[Action item] Give every line of the records exactly, please, from the first up to and including the one containing "column 144, row 105".

[Stored records]
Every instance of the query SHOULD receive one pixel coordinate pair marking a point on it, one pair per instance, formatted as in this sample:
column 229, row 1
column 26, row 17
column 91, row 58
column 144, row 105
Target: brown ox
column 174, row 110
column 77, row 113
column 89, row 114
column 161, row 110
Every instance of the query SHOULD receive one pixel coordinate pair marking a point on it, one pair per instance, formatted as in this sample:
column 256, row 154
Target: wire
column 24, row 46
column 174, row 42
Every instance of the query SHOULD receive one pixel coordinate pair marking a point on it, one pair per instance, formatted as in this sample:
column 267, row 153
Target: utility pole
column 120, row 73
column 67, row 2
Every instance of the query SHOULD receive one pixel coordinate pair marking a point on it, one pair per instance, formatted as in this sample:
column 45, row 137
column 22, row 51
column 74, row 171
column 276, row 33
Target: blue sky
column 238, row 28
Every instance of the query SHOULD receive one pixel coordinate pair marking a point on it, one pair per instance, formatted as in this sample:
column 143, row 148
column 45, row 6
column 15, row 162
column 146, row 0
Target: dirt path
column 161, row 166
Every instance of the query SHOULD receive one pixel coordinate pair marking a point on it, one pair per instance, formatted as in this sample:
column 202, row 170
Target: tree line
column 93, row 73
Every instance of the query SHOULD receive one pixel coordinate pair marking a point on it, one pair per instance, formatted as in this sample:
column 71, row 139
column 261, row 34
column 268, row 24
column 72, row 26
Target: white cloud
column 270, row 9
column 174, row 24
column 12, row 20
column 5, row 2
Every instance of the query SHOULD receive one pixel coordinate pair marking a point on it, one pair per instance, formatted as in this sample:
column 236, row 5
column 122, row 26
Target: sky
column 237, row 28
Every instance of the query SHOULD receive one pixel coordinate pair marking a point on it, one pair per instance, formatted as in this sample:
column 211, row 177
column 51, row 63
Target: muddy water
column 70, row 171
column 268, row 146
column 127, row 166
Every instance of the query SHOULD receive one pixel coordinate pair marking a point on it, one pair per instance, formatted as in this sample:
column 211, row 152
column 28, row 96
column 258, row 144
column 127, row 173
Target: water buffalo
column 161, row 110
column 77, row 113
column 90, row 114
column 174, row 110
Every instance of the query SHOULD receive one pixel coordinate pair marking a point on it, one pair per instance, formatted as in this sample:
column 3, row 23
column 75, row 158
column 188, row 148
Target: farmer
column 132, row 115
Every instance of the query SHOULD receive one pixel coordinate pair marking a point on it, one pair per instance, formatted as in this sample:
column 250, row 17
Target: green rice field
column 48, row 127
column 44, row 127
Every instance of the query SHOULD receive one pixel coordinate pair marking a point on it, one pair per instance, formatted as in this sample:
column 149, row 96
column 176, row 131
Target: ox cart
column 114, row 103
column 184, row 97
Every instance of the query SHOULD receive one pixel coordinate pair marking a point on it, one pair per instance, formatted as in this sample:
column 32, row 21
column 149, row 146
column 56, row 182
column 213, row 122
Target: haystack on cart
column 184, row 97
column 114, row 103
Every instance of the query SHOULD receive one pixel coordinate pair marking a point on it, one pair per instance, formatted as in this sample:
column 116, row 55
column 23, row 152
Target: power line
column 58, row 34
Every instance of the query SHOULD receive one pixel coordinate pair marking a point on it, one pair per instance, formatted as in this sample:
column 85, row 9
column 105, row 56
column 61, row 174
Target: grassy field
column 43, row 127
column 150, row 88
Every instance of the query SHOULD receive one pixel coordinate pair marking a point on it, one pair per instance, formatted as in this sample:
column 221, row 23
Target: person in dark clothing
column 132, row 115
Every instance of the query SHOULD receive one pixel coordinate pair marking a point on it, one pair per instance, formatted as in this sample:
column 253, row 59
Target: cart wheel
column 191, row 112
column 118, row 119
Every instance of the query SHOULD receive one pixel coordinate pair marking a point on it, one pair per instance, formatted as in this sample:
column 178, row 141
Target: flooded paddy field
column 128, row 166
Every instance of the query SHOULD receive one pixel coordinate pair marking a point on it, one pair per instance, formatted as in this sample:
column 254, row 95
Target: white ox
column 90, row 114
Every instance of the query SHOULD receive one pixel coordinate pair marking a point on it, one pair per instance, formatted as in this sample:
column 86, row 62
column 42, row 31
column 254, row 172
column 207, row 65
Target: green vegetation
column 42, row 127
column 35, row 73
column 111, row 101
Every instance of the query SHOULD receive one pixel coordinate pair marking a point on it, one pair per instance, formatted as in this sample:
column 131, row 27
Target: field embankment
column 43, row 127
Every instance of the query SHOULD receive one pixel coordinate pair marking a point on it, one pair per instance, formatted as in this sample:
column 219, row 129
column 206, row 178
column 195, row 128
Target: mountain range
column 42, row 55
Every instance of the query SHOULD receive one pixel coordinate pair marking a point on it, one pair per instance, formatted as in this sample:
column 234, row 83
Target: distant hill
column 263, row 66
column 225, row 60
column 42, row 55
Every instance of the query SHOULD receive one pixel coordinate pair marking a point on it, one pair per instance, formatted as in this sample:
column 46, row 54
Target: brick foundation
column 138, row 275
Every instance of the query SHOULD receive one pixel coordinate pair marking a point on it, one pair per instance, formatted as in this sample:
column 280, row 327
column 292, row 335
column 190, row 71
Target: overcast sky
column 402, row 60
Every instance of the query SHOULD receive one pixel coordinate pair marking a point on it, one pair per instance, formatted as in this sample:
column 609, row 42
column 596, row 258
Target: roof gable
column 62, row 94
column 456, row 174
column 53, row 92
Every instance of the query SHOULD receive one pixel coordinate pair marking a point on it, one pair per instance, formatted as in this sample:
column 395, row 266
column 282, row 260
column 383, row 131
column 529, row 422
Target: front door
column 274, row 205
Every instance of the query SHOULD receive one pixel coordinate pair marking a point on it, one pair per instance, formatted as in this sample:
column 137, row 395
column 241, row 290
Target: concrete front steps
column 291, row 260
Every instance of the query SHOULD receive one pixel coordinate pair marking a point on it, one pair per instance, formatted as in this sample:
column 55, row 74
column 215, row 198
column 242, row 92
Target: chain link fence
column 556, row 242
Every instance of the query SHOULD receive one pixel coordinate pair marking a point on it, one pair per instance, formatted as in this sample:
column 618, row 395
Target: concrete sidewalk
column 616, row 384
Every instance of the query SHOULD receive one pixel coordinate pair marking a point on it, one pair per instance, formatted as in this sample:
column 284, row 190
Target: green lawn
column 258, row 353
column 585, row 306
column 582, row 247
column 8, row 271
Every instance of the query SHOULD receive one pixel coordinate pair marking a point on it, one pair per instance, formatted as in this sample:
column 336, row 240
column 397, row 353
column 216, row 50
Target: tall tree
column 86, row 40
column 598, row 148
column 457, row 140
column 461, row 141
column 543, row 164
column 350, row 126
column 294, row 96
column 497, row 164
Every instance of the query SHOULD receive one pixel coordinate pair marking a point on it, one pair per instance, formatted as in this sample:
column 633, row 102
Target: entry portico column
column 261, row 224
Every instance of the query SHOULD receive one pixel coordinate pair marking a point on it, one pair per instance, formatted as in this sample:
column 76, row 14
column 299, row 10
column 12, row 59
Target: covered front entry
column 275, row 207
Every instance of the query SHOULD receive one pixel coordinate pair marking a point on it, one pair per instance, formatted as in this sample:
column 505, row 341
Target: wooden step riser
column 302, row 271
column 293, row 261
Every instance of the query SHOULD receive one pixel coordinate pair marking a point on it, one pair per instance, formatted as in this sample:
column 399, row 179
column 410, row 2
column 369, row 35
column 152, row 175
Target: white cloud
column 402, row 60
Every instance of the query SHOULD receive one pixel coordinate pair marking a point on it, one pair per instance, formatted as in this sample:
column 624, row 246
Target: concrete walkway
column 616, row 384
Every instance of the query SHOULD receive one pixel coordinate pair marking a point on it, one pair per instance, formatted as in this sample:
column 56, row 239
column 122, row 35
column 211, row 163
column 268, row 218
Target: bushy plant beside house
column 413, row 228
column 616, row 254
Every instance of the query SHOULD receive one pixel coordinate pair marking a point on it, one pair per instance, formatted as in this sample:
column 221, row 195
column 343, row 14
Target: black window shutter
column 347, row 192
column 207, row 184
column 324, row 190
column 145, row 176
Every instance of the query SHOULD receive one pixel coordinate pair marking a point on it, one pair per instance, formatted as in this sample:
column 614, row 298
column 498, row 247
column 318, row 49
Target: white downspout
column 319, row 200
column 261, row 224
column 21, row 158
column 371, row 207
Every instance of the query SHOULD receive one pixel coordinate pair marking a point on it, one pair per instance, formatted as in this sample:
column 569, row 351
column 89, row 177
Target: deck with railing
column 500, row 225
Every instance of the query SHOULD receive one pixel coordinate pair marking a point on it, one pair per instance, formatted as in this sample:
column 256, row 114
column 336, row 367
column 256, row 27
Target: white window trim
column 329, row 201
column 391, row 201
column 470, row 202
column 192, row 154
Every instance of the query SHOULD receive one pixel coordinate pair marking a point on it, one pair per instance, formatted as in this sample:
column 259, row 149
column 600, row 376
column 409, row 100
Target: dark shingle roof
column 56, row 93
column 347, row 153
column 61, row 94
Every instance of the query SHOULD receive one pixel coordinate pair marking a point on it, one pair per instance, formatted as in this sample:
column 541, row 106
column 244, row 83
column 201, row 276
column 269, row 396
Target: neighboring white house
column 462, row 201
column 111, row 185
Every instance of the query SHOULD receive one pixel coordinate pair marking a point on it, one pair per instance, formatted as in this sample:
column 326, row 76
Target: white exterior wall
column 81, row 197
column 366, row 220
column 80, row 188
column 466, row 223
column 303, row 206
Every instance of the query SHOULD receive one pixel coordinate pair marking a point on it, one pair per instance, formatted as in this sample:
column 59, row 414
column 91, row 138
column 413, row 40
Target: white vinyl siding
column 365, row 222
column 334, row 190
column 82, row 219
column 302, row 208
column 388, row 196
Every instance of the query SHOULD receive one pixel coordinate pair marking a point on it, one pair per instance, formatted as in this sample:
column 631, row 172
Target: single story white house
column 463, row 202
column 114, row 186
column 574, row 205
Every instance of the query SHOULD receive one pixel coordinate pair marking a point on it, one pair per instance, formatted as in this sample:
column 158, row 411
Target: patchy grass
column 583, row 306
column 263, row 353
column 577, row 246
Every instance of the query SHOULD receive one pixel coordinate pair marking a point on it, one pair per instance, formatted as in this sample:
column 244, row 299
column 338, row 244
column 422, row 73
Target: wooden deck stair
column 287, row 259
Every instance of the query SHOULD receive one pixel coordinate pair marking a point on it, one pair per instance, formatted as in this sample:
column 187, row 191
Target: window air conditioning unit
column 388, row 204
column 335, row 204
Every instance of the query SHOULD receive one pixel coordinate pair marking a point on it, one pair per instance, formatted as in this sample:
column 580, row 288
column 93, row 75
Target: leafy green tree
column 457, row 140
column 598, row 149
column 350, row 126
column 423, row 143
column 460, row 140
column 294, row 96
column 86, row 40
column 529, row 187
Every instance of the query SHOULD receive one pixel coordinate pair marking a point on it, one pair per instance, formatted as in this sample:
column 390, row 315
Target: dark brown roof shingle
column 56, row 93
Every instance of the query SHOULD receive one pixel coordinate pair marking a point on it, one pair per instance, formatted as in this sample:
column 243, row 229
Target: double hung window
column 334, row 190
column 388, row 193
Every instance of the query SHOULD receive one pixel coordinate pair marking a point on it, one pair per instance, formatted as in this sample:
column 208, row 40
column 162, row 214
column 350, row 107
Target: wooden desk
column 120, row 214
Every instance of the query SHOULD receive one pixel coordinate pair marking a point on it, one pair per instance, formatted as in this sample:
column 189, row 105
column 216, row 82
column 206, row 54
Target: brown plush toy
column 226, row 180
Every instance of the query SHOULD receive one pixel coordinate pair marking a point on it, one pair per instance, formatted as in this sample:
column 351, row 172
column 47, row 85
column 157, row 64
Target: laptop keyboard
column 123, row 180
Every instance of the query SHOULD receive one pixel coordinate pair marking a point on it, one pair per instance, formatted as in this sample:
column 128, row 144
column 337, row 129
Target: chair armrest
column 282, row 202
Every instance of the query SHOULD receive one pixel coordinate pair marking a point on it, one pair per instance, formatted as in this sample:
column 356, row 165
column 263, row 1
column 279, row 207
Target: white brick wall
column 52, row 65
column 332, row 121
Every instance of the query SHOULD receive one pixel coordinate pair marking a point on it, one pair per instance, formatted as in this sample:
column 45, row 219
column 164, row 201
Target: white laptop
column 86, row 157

[Written reply]
Every instance of the query SHOULD receive one pixel coordinate pair marking a point on it, one pair per instance, formatted as in this sample:
column 229, row 1
column 26, row 17
column 91, row 58
column 144, row 105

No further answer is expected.